BHP sells coal mines for US$1.2 billion to Stanmore
Confirming a report in Stockhead’s Sunday newsletter, Stanmore will pay US$1.1 billion up front, another US$100 million six months after completion and a potential US$150 million milestone payment in 2024 if coal prices hold up.
The Hail Mary nature of the deal cannot be understated. At an Aussie dollar value of around $1.6 billion, it comes in at an astonishing 5.8 times Stanmore’s $280 million market cap.
Stanmore was a modest ~2.4Mtpa miner, which leveraged the famous $1 acquisition of the Isaac Plains complex in Queensland’s Bowen Basin to become a sustainable junior coal miner, primarily owned by Singapore-listed Golden Energy and Resources after a takeover in 2020.
It now becomes the steward of one of Australia’s largest coking coal businesses. BMC includes the Poitrel and South Walker Creek mines in Queensland as well as the Wards Well hard coking coal development project.

***

# [Activity list]
(1) Swap "steward" for "owner" in the stretch of the article on BHP's coal mine sale from "It now becomes" through "coal development project.".
(2) Write the next part of the article on BHP's coal mine sale, starting after its final sentence.
The entries come from a separate source.

***

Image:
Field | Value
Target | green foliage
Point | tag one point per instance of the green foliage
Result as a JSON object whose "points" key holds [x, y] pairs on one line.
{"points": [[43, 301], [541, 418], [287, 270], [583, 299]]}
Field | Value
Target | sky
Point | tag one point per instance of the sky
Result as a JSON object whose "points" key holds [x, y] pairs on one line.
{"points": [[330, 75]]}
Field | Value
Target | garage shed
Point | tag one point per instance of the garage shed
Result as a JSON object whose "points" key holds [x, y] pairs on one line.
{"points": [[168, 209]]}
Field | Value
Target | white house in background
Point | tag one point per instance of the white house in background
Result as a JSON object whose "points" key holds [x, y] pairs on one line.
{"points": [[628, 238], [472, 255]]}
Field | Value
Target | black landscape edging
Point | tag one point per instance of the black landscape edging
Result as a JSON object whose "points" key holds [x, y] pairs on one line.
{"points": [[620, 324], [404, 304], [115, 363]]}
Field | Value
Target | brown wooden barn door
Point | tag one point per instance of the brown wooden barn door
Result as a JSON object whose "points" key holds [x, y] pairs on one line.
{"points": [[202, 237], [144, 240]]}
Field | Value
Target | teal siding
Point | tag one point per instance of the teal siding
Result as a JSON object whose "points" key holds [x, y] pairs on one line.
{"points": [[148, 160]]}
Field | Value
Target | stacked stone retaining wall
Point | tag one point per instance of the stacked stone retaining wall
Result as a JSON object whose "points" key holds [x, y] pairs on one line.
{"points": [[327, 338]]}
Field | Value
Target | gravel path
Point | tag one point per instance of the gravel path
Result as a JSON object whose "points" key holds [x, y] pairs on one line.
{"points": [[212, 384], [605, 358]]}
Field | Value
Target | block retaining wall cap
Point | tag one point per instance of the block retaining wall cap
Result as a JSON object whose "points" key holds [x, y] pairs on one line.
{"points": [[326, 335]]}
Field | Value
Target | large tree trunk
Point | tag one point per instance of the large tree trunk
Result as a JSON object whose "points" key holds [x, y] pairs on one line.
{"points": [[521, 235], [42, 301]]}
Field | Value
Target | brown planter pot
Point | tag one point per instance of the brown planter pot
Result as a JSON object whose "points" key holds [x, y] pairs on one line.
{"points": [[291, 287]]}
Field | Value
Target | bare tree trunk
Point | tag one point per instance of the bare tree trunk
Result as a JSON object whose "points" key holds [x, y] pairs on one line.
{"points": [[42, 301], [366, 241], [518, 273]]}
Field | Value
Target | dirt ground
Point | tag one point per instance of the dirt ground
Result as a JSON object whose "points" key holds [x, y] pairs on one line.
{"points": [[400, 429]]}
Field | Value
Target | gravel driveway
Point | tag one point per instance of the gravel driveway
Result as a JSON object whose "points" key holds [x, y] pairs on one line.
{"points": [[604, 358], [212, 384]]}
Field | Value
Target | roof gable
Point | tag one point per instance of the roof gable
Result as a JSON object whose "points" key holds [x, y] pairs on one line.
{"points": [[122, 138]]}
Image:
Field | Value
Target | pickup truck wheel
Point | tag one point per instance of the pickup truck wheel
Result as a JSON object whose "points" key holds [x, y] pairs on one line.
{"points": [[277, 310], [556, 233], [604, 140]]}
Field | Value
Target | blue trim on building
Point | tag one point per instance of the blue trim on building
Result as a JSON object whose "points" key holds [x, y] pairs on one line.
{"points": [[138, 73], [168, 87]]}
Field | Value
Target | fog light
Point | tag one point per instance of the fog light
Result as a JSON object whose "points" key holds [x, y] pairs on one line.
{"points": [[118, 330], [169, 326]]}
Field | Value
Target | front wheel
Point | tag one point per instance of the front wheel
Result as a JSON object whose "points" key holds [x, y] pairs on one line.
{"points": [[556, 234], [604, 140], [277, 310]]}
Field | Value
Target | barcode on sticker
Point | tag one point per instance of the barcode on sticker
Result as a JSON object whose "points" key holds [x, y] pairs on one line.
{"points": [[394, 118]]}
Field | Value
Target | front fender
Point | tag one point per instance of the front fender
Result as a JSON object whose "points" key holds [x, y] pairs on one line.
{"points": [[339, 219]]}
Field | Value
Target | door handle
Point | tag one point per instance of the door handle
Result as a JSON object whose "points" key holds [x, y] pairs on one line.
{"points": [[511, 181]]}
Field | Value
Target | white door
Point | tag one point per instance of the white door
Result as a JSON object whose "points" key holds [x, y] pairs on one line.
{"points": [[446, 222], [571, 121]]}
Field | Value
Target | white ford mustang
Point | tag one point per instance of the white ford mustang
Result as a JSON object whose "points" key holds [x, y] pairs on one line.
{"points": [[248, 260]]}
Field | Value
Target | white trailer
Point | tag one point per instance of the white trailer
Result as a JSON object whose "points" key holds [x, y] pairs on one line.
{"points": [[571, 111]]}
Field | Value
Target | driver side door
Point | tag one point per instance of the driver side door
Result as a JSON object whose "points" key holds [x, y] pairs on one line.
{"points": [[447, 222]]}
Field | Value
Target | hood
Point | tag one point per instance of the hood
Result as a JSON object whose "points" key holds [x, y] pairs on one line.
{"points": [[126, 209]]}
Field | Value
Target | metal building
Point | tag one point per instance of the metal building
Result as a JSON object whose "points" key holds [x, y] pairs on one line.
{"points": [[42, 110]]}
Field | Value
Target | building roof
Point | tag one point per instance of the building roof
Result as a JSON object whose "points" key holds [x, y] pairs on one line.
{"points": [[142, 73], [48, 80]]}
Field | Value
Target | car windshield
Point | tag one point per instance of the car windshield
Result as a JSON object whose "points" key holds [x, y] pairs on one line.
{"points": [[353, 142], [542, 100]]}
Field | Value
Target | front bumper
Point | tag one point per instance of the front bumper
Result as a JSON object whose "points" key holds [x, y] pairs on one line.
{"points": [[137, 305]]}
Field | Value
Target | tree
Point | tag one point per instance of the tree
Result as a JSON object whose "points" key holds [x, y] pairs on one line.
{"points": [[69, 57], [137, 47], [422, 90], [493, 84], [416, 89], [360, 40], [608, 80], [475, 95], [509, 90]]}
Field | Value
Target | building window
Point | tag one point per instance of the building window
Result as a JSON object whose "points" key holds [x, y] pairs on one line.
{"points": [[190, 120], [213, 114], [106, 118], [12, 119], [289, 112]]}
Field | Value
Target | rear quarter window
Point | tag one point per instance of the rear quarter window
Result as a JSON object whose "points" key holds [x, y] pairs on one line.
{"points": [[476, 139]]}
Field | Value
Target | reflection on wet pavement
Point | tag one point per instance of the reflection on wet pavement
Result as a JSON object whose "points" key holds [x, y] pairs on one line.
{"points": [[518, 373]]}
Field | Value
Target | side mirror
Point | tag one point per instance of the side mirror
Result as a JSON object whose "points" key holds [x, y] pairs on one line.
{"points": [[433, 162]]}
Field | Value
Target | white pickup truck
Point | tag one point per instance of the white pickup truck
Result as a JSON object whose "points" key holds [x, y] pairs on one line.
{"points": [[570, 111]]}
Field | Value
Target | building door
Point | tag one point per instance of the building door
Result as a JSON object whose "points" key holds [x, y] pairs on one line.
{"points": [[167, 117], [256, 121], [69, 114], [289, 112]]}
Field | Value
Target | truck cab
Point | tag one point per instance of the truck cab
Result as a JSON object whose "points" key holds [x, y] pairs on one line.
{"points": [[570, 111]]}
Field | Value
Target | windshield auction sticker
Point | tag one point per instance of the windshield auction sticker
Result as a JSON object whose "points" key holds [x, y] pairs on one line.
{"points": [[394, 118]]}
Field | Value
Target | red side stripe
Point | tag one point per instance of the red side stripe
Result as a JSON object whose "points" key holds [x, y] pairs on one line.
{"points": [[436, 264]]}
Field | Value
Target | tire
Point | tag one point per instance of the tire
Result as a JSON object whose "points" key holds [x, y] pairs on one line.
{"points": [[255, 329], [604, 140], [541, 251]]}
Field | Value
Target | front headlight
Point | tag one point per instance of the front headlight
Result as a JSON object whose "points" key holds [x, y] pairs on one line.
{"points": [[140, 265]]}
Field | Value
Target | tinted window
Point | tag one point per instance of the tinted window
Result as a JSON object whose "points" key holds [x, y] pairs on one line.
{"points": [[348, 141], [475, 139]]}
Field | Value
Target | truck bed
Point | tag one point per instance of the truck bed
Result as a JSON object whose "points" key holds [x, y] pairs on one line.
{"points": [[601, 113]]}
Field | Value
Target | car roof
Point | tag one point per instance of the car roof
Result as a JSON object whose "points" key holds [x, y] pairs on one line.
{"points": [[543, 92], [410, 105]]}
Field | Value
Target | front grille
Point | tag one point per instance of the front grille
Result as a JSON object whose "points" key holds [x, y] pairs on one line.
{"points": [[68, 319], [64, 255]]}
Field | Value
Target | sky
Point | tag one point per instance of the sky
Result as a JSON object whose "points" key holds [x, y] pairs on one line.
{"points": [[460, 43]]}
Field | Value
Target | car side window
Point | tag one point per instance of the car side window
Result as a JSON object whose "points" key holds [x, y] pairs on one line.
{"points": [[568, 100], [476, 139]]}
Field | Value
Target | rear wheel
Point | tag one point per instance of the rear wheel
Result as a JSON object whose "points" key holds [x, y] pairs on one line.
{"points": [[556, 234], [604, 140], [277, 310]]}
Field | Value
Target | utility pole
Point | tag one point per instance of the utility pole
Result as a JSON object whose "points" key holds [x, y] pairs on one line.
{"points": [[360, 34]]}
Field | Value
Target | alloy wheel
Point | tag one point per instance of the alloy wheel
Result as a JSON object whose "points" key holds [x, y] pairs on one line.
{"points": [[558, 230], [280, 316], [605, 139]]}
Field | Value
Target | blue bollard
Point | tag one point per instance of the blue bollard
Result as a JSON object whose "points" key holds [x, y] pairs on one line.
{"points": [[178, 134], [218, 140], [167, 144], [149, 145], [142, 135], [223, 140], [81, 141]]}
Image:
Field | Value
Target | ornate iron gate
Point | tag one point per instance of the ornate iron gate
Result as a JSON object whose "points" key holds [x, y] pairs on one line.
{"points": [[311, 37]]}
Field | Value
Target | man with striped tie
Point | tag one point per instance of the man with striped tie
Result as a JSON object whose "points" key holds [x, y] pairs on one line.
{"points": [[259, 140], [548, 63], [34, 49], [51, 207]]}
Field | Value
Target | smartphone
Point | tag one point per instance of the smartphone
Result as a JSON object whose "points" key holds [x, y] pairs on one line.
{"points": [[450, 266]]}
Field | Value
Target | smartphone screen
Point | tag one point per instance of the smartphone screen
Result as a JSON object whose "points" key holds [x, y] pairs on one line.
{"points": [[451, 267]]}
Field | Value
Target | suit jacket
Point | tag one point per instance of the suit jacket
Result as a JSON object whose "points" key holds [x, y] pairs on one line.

***

# [Results for each task]
(1)
It now becomes the owner of one of Australia’s largest coking coal businesses. BMC includes the Poitrel and South Walker Creek mines in Queensland as well as the Wards Well hard coking coal development project.

(2)
Together they can produce up to 10Mtpa of met coal, increasing Stanmore’s pro-forma production profile for FY22 by 5.6 times to 11Mtpa. Much of it is low vol pulverised coal for injection or PCI, trading near historic highs at US$273/t last week.
BHP’s 80% share of BMC – the balance is owned by Japan’s Mitsui – generated US$174 million in EBITDA in the year to September 30. But that year only captured some of the record coal prices driven by post-pandemic demand in recent months.
On its September quarter results, BMC would turn over US$1.5 billion in revenue and US$696m in EBITDA on a 100%, full year basis.
As news of the deal emerged over the weekend the key question became how would a company the size and scale of Stanmore fund such an ambitious acquisition.
A half-half mix of debt and equity was always the likely option, and Stanmore has the might of its Indonesian backers behind it on this one.
Along with US$625 million in debt, Stanmore will pull in US$600 million in an entitlement offer.
That will include a commitment for US$300 million from 75% owner GEAR, and underwriting for the other US$300 million from Sinar Mas, the Indonesian business dynasty whose member Fujanto Widjaja chairs GEAR.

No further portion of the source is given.